→ **文書**
*-*-*

本発明によれば、従来の半同軸共振器よりも、小型、低姿勢、且つ、低損失な同軸2重モード共振器、並びに、当該同軸2重モード共振器を用いるフィルタを提供することが可能となる。
【図面の簡単な説明】
【0009】
【図1】本発明の実施例1の同軸2重モード共振器の概要を示す模式斜視図である。
【図2】本発明の実施例1の同軸2重モード共振器の内部構造を説明するための図である。
【図3】本発明の実施例1の同軸2重モード共振器の共振モードを説明するための図である。
【図4】本発明の実施例1の同軸2重モード共振器の磁界成分と、電界成分を説明するための図である。
【図5】本発明の実施例1の同軸2重モード共振器の等価回路を示す回路図である。
【図6】本発明の実施例2の同軸2重モード共振器を用いた帯域通過フィルタの概要を示す模式斜視図である。
【図7】本発明の実施例2の同軸2重モード共振器を用いた帯域通過フィルタの内部構造を説明するための図である。
【図8】本発明の実施例2の同軸2重モード共振器を用いた帯域通過フィルタの内部構造を説明するための図である。
【図9】本発明の実施例2の同軸2重モード共振器を用いた帯域通過フィルタの内部構造を説明するための図である。
【図10】本発明の実施例2の同軸2重モード共振器を用いた帯域通過フィルタの内部構造を説明するための図である。
【図11】本発明の実施例2の同軸2重モード共振器を用いた帯域通過フィルタの等価回路を示す回路図である。
【図12A】本発明の実施例2の同軸2重モード共振器を用いた帯域通過フィルタの通過特性の一例を示すグラフである。
【図12B】本発明の実施例2の同軸2重モード共振器を用いた帯域通過フィルタの反射減衰量の一例を示すグラフである。
【図13】本発明の実施例2の同軸2重モード共振器を用いた帯域通過フィルタの隔壁の他の例を示す図である。

*-*-*

→ **データ抜粋**
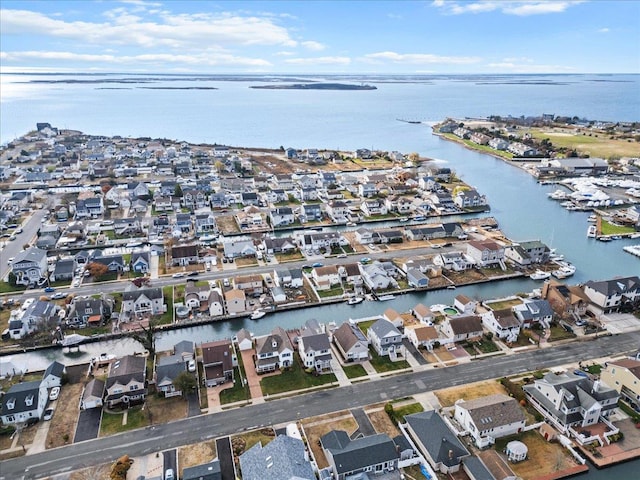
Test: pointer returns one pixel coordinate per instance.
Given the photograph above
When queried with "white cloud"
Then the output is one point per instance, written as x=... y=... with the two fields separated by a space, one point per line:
x=319 y=61
x=208 y=58
x=418 y=58
x=311 y=45
x=508 y=7
x=163 y=30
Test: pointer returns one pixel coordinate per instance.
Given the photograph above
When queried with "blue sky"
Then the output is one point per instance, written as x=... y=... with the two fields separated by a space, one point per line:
x=322 y=37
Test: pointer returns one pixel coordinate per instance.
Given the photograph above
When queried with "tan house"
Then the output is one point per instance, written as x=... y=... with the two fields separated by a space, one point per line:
x=624 y=377
x=236 y=301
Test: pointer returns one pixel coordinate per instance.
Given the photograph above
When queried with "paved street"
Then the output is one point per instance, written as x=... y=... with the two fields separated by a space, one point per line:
x=206 y=427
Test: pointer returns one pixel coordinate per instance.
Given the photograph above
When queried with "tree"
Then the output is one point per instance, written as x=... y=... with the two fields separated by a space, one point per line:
x=97 y=270
x=185 y=382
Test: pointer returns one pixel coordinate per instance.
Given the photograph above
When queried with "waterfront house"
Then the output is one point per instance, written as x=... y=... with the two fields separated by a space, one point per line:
x=314 y=348
x=624 y=377
x=24 y=402
x=235 y=301
x=486 y=253
x=139 y=303
x=533 y=311
x=126 y=382
x=488 y=418
x=569 y=400
x=273 y=351
x=92 y=394
x=527 y=253
x=422 y=336
x=435 y=441
x=502 y=323
x=385 y=338
x=29 y=266
x=462 y=328
x=351 y=343
x=609 y=295
x=218 y=360
x=282 y=458
x=373 y=455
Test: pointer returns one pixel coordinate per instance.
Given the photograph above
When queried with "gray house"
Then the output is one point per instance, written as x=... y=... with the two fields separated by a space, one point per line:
x=282 y=459
x=376 y=454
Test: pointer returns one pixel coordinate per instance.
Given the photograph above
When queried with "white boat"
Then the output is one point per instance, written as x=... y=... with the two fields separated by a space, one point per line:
x=540 y=275
x=355 y=300
x=384 y=298
x=564 y=271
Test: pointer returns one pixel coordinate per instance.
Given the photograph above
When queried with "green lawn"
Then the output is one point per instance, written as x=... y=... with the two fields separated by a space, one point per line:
x=293 y=379
x=383 y=364
x=354 y=371
x=611 y=229
x=112 y=422
x=237 y=393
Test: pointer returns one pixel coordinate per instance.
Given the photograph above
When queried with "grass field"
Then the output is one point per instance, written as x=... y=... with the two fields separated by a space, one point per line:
x=596 y=145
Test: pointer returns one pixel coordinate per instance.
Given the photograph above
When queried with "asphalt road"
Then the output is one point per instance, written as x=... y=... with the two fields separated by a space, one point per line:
x=286 y=410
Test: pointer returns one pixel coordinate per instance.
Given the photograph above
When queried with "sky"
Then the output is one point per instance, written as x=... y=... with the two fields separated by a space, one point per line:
x=321 y=37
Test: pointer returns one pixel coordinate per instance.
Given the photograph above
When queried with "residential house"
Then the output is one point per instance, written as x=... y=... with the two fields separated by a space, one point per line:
x=24 y=402
x=491 y=417
x=624 y=377
x=570 y=400
x=462 y=328
x=422 y=336
x=385 y=338
x=218 y=360
x=126 y=382
x=486 y=253
x=502 y=323
x=533 y=311
x=372 y=455
x=314 y=349
x=88 y=312
x=143 y=302
x=273 y=351
x=528 y=253
x=29 y=266
x=351 y=343
x=284 y=458
x=435 y=441
x=92 y=394
x=235 y=301
x=609 y=295
x=141 y=262
x=184 y=254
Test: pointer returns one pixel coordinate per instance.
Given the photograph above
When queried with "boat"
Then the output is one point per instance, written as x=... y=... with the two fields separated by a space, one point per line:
x=564 y=271
x=384 y=298
x=257 y=314
x=540 y=275
x=355 y=300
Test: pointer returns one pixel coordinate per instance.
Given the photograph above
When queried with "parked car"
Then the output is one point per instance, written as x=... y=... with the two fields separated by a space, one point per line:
x=54 y=393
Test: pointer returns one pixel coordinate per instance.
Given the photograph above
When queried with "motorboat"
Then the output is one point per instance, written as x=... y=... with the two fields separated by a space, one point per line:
x=355 y=300
x=564 y=271
x=540 y=275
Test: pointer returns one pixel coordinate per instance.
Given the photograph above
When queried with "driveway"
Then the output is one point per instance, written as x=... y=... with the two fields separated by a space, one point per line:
x=88 y=425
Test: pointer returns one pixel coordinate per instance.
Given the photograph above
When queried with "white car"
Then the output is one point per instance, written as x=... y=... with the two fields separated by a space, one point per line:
x=54 y=393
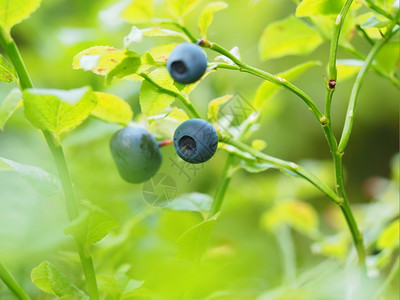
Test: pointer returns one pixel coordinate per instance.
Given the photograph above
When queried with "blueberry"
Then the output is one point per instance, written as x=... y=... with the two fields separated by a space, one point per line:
x=187 y=63
x=136 y=154
x=195 y=141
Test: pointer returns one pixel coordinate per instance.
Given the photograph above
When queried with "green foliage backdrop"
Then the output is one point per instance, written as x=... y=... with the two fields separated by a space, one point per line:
x=99 y=65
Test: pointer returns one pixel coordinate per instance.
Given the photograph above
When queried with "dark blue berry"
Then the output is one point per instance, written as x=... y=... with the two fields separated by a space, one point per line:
x=136 y=154
x=195 y=141
x=187 y=63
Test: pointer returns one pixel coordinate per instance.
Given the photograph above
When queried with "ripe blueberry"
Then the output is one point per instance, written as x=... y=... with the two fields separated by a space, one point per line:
x=195 y=141
x=186 y=63
x=136 y=154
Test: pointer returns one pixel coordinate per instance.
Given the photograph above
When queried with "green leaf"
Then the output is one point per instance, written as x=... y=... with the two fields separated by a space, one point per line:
x=52 y=281
x=127 y=66
x=326 y=23
x=140 y=11
x=7 y=72
x=92 y=225
x=191 y=202
x=372 y=24
x=135 y=36
x=179 y=8
x=12 y=102
x=58 y=111
x=213 y=106
x=288 y=37
x=207 y=15
x=111 y=108
x=193 y=243
x=389 y=239
x=153 y=99
x=301 y=216
x=164 y=126
x=268 y=89
x=40 y=180
x=13 y=12
x=319 y=7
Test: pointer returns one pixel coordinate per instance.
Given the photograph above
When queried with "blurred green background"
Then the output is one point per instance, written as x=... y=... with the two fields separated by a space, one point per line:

*-*-*

→ **作業内容**
a - 同軸2重モード共振器に関する文書のうち、「本発明によれば、従来の半同軸」から「振器の内部構造を説明するための図である。」までのすべてを一字一句違えずに書き写してください。
b - 同軸2重モード共振器に関する文書によると、図12Bは何を示すグラフですか。

→ **練習問題の解答**
a -
本発明によれば、従来の半同軸共振器よりも、小型、低姿勢、且つ、低損失な同軸2重モード共振器、並びに、当該同軸2重モード共振器を用いるフィルタを提供することが可能となる。
【図面の簡単な説明】
【0009】
【図1】本発明の実施例1の同軸2重モード共振器の概要を示す模式斜視図である。
【図2】本発明の実施例1の同軸2重モード共振器の内部構造を説明するための図である。

b - 本発明の実施例2の同軸2重モード共振器を用いた帯域通過フィルタの反射減衰量の一例を示すグラフです。